Saved data entries
# # # # #

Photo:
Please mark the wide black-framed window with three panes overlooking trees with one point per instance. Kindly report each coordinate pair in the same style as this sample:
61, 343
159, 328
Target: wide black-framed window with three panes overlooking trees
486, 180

# # # # #

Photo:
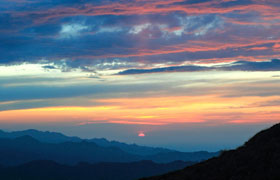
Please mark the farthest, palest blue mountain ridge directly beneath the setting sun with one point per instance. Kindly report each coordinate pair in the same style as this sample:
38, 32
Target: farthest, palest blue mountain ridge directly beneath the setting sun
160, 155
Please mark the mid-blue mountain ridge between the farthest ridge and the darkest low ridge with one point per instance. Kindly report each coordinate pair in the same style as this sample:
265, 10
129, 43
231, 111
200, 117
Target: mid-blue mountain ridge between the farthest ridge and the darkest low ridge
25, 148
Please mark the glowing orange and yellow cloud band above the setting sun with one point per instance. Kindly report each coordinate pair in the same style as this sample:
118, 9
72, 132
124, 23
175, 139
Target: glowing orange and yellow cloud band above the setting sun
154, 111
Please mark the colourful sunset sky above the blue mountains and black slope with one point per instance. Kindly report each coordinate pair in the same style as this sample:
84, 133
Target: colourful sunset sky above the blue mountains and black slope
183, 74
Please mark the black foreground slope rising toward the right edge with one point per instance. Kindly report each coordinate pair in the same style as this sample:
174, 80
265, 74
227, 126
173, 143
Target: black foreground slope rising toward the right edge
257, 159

# # # # #

◆ **AIM OF THE EXERCISE**
Wherever a line in the entries above holds "pair", copy that line.

◆ **ANSWER BOX**
Please mark the wide black-framed window with three panes overlooking trees with one point per instance. Kindly report each coordinate pair in the same style as this sample:
Please mark the farthest, palest blue mountain ridge directly beneath the setting sun with one point per instance. Kindly report each coordinate pair in the same style as this sample:
Please mark the mid-blue mountain ridge between the farthest ridge and the darkest low ridge with one point per instance. Kindly report each coordinate pair in the same style as this sample:
Please mark the glowing orange and yellow cloud band above the setting sun with one point per instance. Kindly report each coordinate pair in the same style as this sample:
Please mark the colourful sunset sky above the blue mountains and black slope with one point per instance. Kindly report each coordinate pair in the same style as this sample:
Please mark the black foreground slope rising toward the right edge with one point per instance. Kindly report each coordinate pair in the same style as this sample:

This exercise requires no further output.